───── Given passage ─────

No matter what city you live in, if you want to find knock-off merchandise, your search won’t be too hard. From New York to LA and everywhere in between, knock-offs are a dime a dozen. Now, it’s one thing if you are purposely setting out to find a fake, but it’s quite another if you think you’re getting a good deal on authentic merchandise and end up with a knock off. Your friendly fashion specialist Tee is here to teach you how to spot a fake.
The name Rolex is synonymous with luxury. These timepieces may have a price point of anywhere from $5,000 to $10,000 a pop. Rolex has a wide array of watch styles, but for the sake of this article, we’ll just focus on the Oyster Rolex Datejust. Getting one at $1,000 could be an amazing deal, but here are some surefire steps to use to make sure you don’t get burned.
- Perpetual motion second hand: This is probably the most well-known way to spot a fake Rolex. Does your second hand tick or does it move in a sweeping fashion. If it’s ticking, it’s not a Rolex.

─────

-- Written request 1 --
In the guide on spotting a fake Rolex, what price range is given for these timepieces?
-- Written request 2 --
Repeat word for word the section of the fake Rolex guide above that begins with the words "No matter what" and ends with "don’t get burned.".

───── Dataset extract ─────

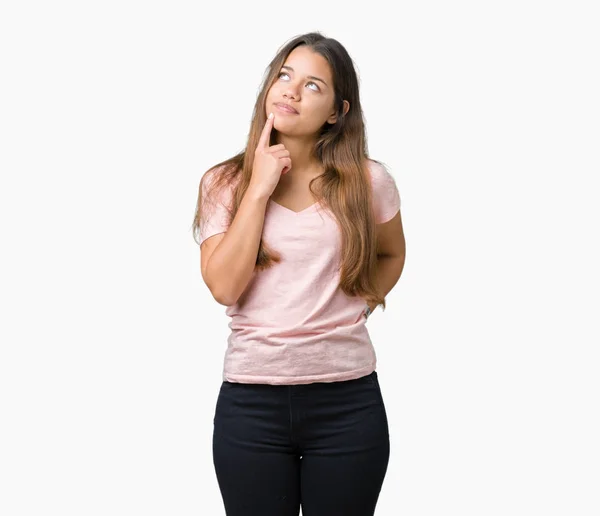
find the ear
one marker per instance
(333, 118)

─────

-- Correct result 1 --
Anywhere from $5,000 to $10,000 apiece.

-- Correct result 2 --
No matter what city you live in, if you want to find knock-off merchandise, your search won’t be too hard. From New York to LA and everywhere in between, knock-offs are a dime a dozen. Now, it’s one thing if you are purposely setting out to find a fake, but it’s quite another if you think you’re getting a good deal on authentic merchandise and end up with a knock off. Your friendly fashion specialist Tee is here to teach you how to spot a fake.
The name Rolex is synonymous with luxury. These timepieces may have a price point of anywhere from $5,000 to $10,000 a pop. Rolex has a wide array of watch styles, but for the sake of this article, we’ll just focus on the Oyster Rolex Datejust. Getting one at $1,000 could be an amazing deal, but here are some surefire steps to use to make sure you don’t get burned.